* _What the task requires_:
Reproduce every row below word for word, omitting the pictures.

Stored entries
==========
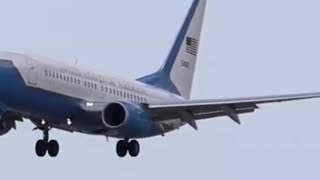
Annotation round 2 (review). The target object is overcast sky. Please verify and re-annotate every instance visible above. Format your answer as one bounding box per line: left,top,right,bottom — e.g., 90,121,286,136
0,0,320,180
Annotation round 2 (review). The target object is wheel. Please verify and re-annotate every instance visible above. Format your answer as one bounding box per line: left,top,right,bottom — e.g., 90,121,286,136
48,140,59,157
36,140,47,157
129,140,140,157
117,140,128,157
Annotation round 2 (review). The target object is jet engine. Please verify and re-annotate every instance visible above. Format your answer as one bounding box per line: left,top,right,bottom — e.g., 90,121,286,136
102,101,152,137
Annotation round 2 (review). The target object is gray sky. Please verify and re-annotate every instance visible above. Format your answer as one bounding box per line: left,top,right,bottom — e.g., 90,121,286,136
0,0,320,180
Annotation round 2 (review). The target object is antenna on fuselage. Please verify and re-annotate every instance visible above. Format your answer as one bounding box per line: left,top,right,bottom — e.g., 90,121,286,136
74,58,79,65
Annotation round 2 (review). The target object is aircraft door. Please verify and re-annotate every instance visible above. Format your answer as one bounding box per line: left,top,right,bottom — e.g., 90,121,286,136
27,60,38,86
==========
* _Written response_:
Annotation round 2 (review). The target object is overcast sky. Please verify and re-annotate every instance visible above. Format your answer as one bounding box per line: left,top,right,bottom — e.g., 90,121,286,136
0,0,320,180
Annotation round 2 (review). The target object is wheel. Please verify and re-annotate every instance visible above. Format your answer as one bounding box per line: left,top,right,bottom — e.g., 90,121,286,136
48,140,59,157
36,140,47,157
129,140,140,157
117,140,128,157
Annotation round 2 (review). The target object is jet engine. Please verify and re-annotate every instance visible above. Format your answer as one bounding box per line: left,top,right,bottom — e.g., 90,121,286,136
102,101,152,137
Annotation round 2 (review). The target object is gray sky. Please verify and re-annotate every instance visible above. Format your answer as one bounding box per line: left,top,right,bottom — e.g., 90,121,286,136
0,0,320,180
Annotation round 2 (review). The target object is antenna on fuselage. Please verify and re-annotate every instance visible above. Format your answer as one bounding box per line: left,top,right,bottom — e.g., 90,121,286,136
74,58,79,65
Annotation round 2 (review). The target object is aircraft door. Please verify and re-annotate every instance visible above. Format your answer as one bounding box per line: left,top,right,bottom — e.g., 90,121,286,136
27,60,38,86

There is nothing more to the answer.